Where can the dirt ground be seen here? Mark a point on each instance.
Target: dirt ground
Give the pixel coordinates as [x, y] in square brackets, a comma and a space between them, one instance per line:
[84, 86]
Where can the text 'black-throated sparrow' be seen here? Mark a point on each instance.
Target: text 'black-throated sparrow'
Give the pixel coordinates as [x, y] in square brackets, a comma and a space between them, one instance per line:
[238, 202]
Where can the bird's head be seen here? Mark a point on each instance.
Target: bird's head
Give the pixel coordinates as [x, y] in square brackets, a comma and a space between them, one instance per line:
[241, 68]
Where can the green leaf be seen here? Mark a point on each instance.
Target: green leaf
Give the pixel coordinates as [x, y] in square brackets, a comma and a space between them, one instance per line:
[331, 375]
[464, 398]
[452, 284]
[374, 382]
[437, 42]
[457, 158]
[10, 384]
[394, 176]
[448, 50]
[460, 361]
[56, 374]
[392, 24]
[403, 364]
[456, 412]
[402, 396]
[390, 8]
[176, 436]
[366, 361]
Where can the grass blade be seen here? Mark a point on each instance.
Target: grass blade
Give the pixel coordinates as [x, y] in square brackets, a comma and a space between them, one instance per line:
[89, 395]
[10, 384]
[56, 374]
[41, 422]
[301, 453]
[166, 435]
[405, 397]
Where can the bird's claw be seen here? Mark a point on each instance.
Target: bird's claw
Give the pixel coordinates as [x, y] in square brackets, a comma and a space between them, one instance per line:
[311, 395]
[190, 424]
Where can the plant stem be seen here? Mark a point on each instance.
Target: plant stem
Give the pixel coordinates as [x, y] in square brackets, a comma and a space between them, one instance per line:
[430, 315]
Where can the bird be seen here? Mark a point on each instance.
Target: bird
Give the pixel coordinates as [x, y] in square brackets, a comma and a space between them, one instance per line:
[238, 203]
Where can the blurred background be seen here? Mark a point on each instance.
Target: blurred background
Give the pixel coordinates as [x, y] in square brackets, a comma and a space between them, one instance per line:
========================================
TASK TO CARRY OUT: The lines from the one containing "Target: blurred background" through the final line of the listing above are to be repeated exactly, and nothing else is to be printed.

COMPLETED TASK:
Target: blurred background
Give the pixel coordinates as [x, y] in square brackets, a comma and a space between them, one instance per line:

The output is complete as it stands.